Render all the rows below as a two-column CSV with the header input,output. Each row becomes one line, with its text in the input field and its answer in the output field, each field in double quotes and any line breaks replaced by spaces. Leave the pictures out.

□ □ □ □ □ □ □

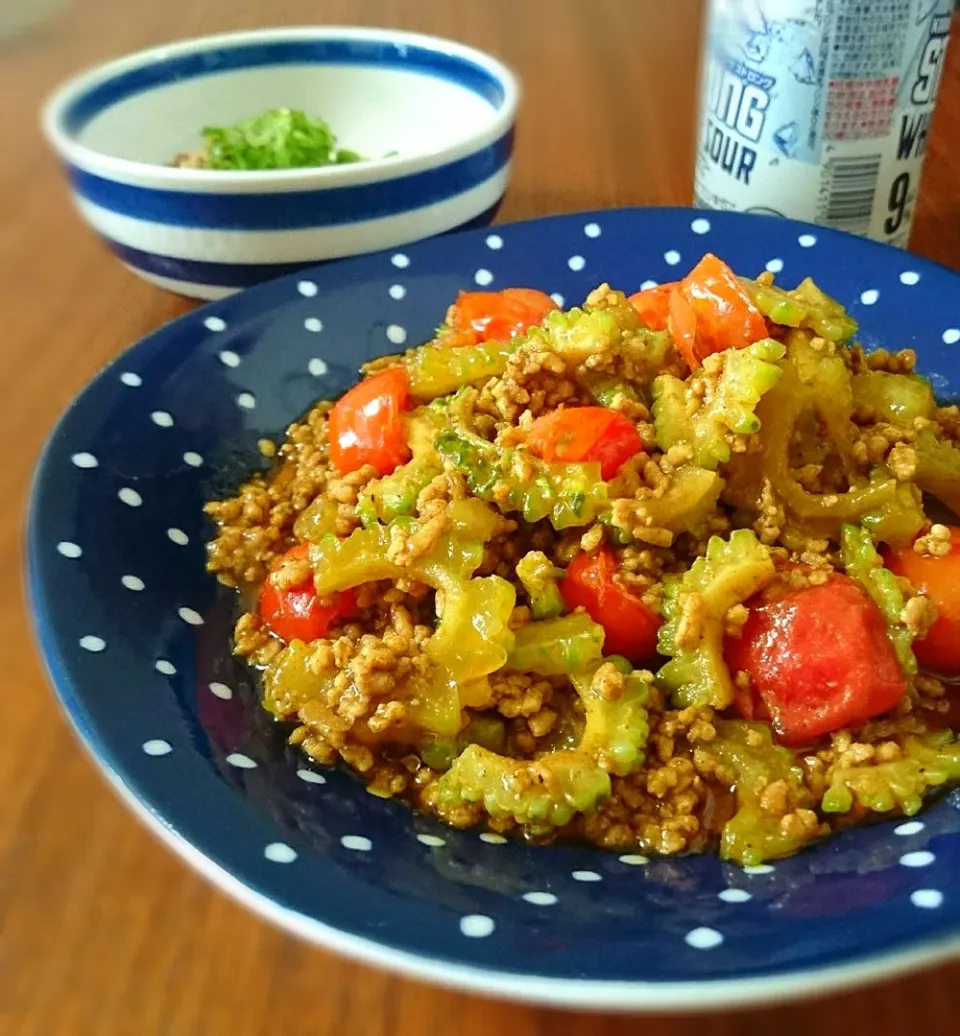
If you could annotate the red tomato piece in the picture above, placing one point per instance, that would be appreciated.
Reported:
(724, 315)
(584, 434)
(496, 316)
(684, 328)
(937, 578)
(295, 612)
(653, 306)
(366, 424)
(818, 660)
(630, 627)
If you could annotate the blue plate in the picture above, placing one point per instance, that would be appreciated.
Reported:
(136, 638)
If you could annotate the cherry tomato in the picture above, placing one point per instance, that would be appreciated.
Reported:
(295, 612)
(724, 314)
(684, 328)
(937, 578)
(653, 306)
(585, 433)
(366, 424)
(496, 316)
(818, 659)
(630, 627)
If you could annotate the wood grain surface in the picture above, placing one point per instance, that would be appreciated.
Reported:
(103, 932)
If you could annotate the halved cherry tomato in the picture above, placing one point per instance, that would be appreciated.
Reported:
(721, 314)
(653, 306)
(366, 424)
(684, 327)
(630, 627)
(496, 316)
(585, 433)
(937, 578)
(818, 659)
(295, 612)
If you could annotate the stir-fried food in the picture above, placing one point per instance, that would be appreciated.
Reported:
(667, 572)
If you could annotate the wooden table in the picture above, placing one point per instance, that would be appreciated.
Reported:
(102, 930)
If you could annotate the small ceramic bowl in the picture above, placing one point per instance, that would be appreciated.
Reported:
(447, 112)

□ □ □ □ □ □ □

» **Solution for this problem**
input,output
"If you could annotate the red tomato piece in the picture above, placing one point per instance, that would be appreciated. Reported:","(724, 315) (584, 434) (496, 316) (684, 328) (937, 578) (295, 612) (653, 306) (366, 424) (818, 660) (630, 627)"
"If you could annotate the blue plate in the picture above, placing one point per instance, that would be appreciated. Reported:","(136, 638)"
"If you could annotate the cherry tomato in the picture above, placing one point per instance, that would be appreciated. Reported:","(295, 612) (724, 314) (684, 328) (937, 578) (653, 306) (585, 433) (366, 424) (496, 316) (818, 659) (630, 627)"
"If you could annotate the wood grain surface in the picture above, placing one point per instance, that would be appreciated. Reported:","(103, 932)"
"If you could annotate the halved cherry tomato in the picture above, placing one point per instance, that would be appreciated. Reported:","(721, 314) (653, 306) (366, 424) (684, 327) (630, 627) (496, 316) (585, 433) (937, 578) (818, 659) (295, 612)"
"If you could annotate the stir-fried food in the picture above, placing one point per instance, that would be appreciated. Reported:","(667, 572)"
"If you could annotate the wooden table in the picture above, placing one point per instance, that would be appreciated. Reported:","(102, 930)"
"If you could annotate the small ceramic bowl in the picture above, placing one point per instance, that would be appreciated. Reported:","(447, 112)"